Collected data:
========

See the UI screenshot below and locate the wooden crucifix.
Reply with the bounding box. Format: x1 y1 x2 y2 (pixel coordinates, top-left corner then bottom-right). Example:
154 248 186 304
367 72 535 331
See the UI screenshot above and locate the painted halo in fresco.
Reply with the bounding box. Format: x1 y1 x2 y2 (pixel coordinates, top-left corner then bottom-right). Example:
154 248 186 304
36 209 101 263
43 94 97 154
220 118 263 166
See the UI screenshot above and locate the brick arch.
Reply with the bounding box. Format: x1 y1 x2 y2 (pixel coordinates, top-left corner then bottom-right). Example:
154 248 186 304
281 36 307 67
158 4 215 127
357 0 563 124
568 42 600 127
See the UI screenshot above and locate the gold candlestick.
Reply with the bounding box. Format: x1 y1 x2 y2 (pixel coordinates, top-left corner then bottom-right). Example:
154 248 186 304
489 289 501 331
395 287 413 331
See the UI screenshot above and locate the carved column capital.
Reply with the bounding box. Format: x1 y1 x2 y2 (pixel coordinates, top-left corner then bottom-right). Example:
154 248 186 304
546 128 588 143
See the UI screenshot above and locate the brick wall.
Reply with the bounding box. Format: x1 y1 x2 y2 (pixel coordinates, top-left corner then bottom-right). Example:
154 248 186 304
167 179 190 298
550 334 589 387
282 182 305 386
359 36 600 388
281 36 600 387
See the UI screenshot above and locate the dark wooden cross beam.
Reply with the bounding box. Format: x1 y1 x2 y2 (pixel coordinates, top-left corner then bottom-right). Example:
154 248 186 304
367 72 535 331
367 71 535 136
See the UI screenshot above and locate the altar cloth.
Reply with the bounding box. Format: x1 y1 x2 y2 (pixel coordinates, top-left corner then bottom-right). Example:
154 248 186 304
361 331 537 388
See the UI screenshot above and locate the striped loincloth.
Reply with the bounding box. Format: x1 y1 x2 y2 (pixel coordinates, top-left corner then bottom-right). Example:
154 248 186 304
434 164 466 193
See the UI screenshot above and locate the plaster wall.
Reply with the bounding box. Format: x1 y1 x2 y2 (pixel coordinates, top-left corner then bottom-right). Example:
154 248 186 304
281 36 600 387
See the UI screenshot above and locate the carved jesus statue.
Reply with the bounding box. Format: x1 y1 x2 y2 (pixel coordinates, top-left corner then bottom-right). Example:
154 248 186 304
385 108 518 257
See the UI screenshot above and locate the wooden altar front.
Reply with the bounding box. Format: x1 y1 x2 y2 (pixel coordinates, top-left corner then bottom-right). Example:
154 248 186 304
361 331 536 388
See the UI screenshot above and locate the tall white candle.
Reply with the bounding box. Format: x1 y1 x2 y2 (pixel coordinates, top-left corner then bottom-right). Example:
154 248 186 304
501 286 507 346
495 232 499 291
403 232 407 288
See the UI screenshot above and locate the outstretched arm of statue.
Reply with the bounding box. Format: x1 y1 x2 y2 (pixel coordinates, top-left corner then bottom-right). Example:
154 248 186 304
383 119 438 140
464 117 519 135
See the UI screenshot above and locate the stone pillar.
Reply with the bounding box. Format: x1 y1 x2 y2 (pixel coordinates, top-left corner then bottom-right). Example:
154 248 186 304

========

Keeping every character as it is, restate the lines above that run from the line with "See the UI screenshot above and locate the striped" through the line with "See the UI screenshot above and locate the tall", both included, and nothing else.

See the UI screenshot above and locate the striped loincloth.
Reply with the bounding box. Format: x1 y1 x2 y2 (pixel coordinates, top-left corner then bottom-right). Example:
154 248 186 304
434 164 466 193
See the UI screenshot above and locate the plaster wall.
Reply with the bounding box. Format: x1 y1 x2 y2 (pixel coordinates, top-left corner then bottom-right). Example:
154 248 186 304
281 36 600 387
See the UI screenshot above and locate the carved jesus statue.
Reply with the bounding box. Format: x1 y1 x2 y2 (pixel coordinates, top-left corner then bottom-right). Example:
154 248 186 304
385 108 518 257
See the UI screenshot above and locate the wooden altar front.
Reply with the bounding box. Format: x1 y1 x2 y2 (pixel coordinates, top-left corner then bottom-right). Example:
154 248 186 304
361 331 536 388
See the UI screenshot above and locate the tall white candle.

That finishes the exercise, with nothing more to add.